(Excerpts from a point labeling dataset)
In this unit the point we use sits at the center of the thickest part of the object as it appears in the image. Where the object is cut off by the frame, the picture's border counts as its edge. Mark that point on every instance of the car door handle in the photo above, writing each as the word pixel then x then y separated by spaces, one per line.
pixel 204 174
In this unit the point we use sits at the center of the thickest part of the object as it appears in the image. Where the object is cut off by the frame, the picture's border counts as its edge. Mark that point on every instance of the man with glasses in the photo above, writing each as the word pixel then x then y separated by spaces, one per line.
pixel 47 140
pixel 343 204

Exercise objective >>
Put every line of the entries above into a Markdown table with the columns "Row" and "Text". Give each line its row number, and omit any blank lines.

Exercise solution >>
| Row | Text |
|---|---|
| 1 | In this unit the point we use sits at the center of the thickest part of the object as it appears in the image. Where the object is cut off by the frame, the picture's border counts as its edge. Mark that point on every instance of the car door handle in the photo above, writing each as the word pixel then x then y separated by spaces, one per line. |
| 2 | pixel 204 174 |
| 3 | In this unit the point we use sits at the center of the thickest part of the object as it appears in the image. Where the object is cut off by the frame, the picture's border counts as its edge. Mark that point on every instance of the man with glasses in the photo above, writing each as the word pixel then x then y separated by spaces, one per line. |
| 4 | pixel 47 140 |
| 5 | pixel 343 204 |